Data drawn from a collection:
○ ○ ○ ○ ○

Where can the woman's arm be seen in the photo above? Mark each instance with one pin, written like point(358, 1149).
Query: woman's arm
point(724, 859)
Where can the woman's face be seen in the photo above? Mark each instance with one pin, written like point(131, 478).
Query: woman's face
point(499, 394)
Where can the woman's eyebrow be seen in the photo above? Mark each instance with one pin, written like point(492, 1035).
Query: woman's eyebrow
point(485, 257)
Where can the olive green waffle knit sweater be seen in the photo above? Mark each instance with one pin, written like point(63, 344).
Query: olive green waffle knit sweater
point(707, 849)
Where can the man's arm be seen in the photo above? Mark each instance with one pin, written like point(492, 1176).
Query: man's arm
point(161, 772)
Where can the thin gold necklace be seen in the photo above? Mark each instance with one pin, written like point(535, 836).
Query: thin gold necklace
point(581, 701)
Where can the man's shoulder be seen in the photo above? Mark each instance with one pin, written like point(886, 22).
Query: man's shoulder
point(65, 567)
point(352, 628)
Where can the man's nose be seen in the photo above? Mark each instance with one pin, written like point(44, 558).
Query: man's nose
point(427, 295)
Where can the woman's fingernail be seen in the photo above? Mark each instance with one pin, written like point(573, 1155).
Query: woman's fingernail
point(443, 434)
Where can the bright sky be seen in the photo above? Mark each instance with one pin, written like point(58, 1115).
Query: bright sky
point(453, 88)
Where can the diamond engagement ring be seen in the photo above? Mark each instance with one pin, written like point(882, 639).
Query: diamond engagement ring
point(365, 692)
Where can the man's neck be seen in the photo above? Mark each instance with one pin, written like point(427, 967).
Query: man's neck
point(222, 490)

○ ○ ○ ○ ○

EXERCISE: Please copy out all of the material above line for line, changing nothing.

EXPECTED ANSWER:
Where can the woman's arm be seen in the photo above? Mark each instance with one pin, written like point(358, 1149).
Query: woman's arm
point(724, 859)
Where can the woman's face be seen in the photo above? Mark each instance with one pin, written like point(131, 478).
Query: woman's face
point(499, 394)
Where can the woman's eyebrow be seen in the photo above? Mark each instance with one pin, written like point(492, 1035).
Query: woman's eyebrow
point(485, 257)
Where can the olive green waffle knit sweater be seen in the photo above? Mark each instance with one pin, written like point(63, 344).
Query: olive green waffle knit sweater
point(707, 849)
Where can the man's arm be seen in the photo above? Mark each instance with one pin, written like point(492, 1176).
Query: man's arm
point(161, 772)
Where can the thin gold necklace be seen in the photo above? Mark each instance with one pin, written like point(535, 836).
Query: thin gold necklace
point(581, 701)
Where can the man's shoulder be seen in the photo above? Mark each instance with one pin, written like point(886, 22).
Query: man's shoulder
point(65, 567)
point(352, 628)
Where can the man's nose be seen in the photo above? Mark each instance with one pin, written like point(44, 558).
Query: man's nose
point(427, 295)
Where can the woman's fingernail be seen in the photo above? Mark each instance with one pin, written like point(573, 1155).
Query: woman's fingernail
point(443, 434)
Where can the bright sky be seen in the photo above? Mark each instance with one pin, written like point(58, 1115).
Query: bright sky
point(453, 88)
Where can the diamond engagement ring be seen in the photo above? Mark each instance with one pin, written like point(882, 639).
Query: diamond engagement ring
point(365, 692)
Where can the man's neck be seen in the photo above? Mark each instance with one pin, written like point(427, 967).
Query: man's neck
point(222, 490)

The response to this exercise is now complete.